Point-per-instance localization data
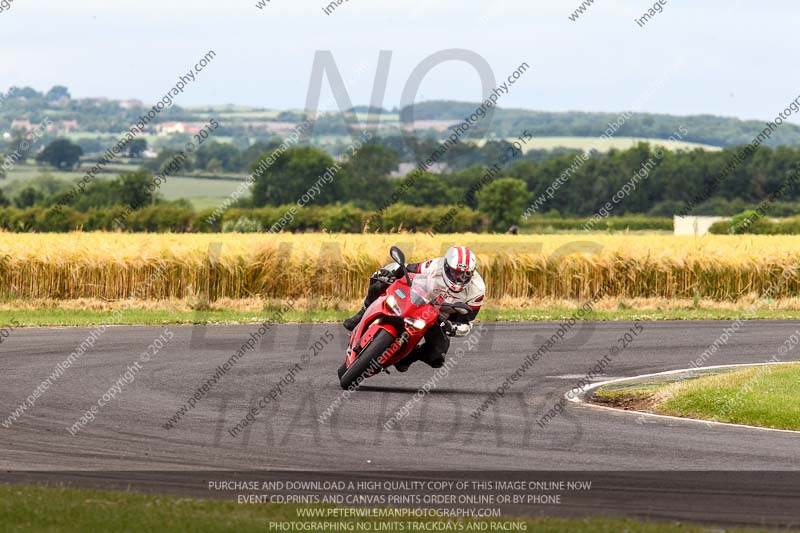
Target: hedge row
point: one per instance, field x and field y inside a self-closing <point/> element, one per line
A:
<point x="752" y="222"/>
<point x="546" y="224"/>
<point x="346" y="219"/>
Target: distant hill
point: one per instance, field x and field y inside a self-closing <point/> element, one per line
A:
<point x="704" y="129"/>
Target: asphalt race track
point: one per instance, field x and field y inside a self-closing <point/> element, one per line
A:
<point x="438" y="434"/>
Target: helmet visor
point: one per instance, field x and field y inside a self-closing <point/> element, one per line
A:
<point x="458" y="276"/>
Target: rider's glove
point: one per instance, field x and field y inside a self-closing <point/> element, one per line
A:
<point x="448" y="328"/>
<point x="462" y="330"/>
<point x="386" y="276"/>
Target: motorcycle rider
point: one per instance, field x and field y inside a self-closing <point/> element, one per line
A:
<point x="457" y="272"/>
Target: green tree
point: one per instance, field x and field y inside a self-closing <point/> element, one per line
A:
<point x="226" y="155"/>
<point x="58" y="92"/>
<point x="28" y="197"/>
<point x="504" y="201"/>
<point x="168" y="159"/>
<point x="62" y="154"/>
<point x="137" y="147"/>
<point x="134" y="189"/>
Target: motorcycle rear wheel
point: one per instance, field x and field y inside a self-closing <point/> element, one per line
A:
<point x="368" y="358"/>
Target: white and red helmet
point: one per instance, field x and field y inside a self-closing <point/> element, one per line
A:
<point x="459" y="266"/>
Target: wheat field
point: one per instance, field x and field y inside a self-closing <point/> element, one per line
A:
<point x="116" y="266"/>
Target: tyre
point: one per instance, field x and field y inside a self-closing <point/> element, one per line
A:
<point x="368" y="358"/>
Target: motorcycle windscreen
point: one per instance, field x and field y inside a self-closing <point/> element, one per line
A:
<point x="425" y="289"/>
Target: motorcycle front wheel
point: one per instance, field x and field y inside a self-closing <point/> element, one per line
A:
<point x="367" y="362"/>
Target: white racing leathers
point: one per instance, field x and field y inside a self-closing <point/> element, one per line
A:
<point x="473" y="294"/>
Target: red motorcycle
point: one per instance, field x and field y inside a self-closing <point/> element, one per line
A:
<point x="394" y="324"/>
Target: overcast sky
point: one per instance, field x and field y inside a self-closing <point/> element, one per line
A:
<point x="726" y="57"/>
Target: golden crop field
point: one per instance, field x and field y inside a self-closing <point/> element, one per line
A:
<point x="115" y="266"/>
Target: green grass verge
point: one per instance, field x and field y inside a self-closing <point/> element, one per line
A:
<point x="72" y="317"/>
<point x="759" y="396"/>
<point x="39" y="509"/>
<point x="764" y="396"/>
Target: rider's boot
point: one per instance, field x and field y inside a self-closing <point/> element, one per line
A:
<point x="351" y="323"/>
<point x="407" y="361"/>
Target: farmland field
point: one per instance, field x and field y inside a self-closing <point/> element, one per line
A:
<point x="200" y="192"/>
<point x="604" y="145"/>
<point x="566" y="266"/>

• [REQUIREMENT]: Wherever the string "rider" occurs in the data, copy the line that holds it.

• [YOUR SOLUTION]:
Target: rider's glove
Target: motorcycle rider
Target: rider's boot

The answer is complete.